--- START OF Excerpted passage ---

Mineral Resource of the Month: Tellurium

by U.S. Geological Survey
Wednesday, June 13, 2018

U.S. Geological Survey tellurium commodity specialist Micheal W. George has compiled the following information on tellurium, a rare and expensive metal.

The city of Telluride, Colo., was named for the compound gold telluride in hopes of a lucky strike. It never materialized, although gold ore was found. Credit: www.telluride-co.gov, photo by M.J. Guarrero

A relatively rare element, tellurium is tied with platinum and palladium as the 71st most abundant element in Earth’s crust. Tellurium belongs to the chalcogen chemical family, along with oxygen, sulfur, selenium and polonium. Oxygen and sulfur are nonmetals, polonium is a metal, and selenium and tellurium are metalloids. However, selenium and tellurium are often referred to as metals when in elemental form, and have semiconducting electrical properties that make them suitable in electronic applications.

--- END OF Excerpted passage ---

• Problems to solve
1. Reproduce the tellurium profile from "U.S. Geological Survey tellurium" up to and including "in electronic applications.", updated so that "metalloids" becomes "semimetals".
2. According to the tellurium profile, what chemical family does tellurium belong to?

--- START OF Listed records ---

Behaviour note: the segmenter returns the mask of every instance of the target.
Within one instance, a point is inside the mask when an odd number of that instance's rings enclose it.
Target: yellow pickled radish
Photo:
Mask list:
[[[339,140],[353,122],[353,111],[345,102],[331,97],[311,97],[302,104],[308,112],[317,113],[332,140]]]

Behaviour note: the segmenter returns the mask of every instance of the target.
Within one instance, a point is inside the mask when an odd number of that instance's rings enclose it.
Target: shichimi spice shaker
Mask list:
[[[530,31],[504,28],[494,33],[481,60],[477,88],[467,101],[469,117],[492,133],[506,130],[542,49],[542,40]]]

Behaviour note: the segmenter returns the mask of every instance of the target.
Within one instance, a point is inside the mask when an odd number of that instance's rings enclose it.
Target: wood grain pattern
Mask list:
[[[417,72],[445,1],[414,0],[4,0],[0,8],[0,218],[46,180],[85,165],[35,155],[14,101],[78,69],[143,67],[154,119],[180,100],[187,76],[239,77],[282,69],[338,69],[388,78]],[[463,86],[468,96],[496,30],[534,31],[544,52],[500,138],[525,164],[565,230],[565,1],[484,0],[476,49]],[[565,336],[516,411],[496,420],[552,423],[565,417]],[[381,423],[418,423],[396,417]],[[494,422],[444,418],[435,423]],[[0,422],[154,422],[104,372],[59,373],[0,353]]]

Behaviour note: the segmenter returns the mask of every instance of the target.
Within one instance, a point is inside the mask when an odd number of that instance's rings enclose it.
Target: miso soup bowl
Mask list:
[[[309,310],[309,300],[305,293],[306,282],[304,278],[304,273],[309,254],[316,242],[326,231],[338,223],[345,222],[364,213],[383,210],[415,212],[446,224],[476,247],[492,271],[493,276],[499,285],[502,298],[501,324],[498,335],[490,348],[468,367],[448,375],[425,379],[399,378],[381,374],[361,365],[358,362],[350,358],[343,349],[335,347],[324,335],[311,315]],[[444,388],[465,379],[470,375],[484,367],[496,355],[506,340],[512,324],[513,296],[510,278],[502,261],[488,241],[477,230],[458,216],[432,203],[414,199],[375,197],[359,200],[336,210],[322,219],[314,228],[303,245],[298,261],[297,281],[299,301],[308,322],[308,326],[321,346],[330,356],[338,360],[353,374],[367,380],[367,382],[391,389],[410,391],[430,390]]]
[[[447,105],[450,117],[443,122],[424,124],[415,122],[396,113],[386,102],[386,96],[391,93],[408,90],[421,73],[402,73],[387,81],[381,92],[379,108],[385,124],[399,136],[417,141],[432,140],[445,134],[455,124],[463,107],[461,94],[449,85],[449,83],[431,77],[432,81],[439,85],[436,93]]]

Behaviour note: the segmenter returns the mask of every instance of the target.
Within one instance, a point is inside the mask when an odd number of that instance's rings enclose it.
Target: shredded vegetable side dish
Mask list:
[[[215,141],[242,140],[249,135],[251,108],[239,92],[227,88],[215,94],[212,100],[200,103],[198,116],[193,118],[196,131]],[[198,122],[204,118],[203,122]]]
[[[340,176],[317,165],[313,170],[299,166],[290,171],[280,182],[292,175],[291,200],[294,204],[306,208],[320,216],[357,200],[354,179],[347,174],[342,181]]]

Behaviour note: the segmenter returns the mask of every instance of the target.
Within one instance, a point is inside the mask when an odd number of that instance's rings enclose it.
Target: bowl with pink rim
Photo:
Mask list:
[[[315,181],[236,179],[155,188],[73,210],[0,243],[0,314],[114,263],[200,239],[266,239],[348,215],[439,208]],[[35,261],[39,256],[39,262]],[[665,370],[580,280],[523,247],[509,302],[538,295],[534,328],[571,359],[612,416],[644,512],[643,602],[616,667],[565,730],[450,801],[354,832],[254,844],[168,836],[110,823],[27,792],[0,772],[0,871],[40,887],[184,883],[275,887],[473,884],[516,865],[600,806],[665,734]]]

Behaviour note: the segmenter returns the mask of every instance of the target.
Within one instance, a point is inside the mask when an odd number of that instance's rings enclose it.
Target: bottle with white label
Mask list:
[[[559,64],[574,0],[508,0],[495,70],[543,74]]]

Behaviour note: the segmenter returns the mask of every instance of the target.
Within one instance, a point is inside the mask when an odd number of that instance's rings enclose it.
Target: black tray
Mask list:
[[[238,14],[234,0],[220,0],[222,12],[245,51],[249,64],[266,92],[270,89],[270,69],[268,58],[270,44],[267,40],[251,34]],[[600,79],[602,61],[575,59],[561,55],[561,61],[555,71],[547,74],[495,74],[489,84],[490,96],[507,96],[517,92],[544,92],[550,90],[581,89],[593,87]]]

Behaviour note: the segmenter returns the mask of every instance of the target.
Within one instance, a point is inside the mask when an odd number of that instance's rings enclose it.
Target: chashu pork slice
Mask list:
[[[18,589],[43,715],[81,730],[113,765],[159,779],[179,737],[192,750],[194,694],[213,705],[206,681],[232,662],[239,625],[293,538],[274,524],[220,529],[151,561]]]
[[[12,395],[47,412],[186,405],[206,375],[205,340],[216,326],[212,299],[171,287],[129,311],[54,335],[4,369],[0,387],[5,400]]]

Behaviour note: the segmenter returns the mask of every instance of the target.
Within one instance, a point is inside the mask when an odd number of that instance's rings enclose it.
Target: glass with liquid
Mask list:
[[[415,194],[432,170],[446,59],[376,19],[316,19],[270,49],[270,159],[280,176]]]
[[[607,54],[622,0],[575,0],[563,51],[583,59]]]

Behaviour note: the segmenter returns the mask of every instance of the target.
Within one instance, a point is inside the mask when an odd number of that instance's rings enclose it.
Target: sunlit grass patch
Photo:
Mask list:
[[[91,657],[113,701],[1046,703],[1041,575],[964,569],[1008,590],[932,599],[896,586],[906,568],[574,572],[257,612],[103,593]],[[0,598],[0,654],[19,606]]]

--- END OF Listed records ---

• The answers
1.
U.S. Geological Survey tellurium commodity specialist Micheal W. George has compiled the following information on tellurium, a rare and expensive metal.

The city of Telluride, Colo., was named for the compound gold telluride in hopes of a lucky strike. It never materialized, although gold ore was found. Credit: www.telluride-co.gov, photo by M.J. Guarrero

A relatively rare element, tellurium is tied with platinum and palladium as the 71st most abundant element in Earth’s crust. Tellurium belongs to the chalcogen chemical family, along with oxygen, sulfur, selenium and polonium. Oxygen and sulfur are nonmetals, polonium is a metal, and selenium and tellurium are semimetals. However, selenium and tellurium are often referred to as metals when in elemental form, and have semiconducting electrical properties that make them suitable in electronic applications.

2. The chalcogen family.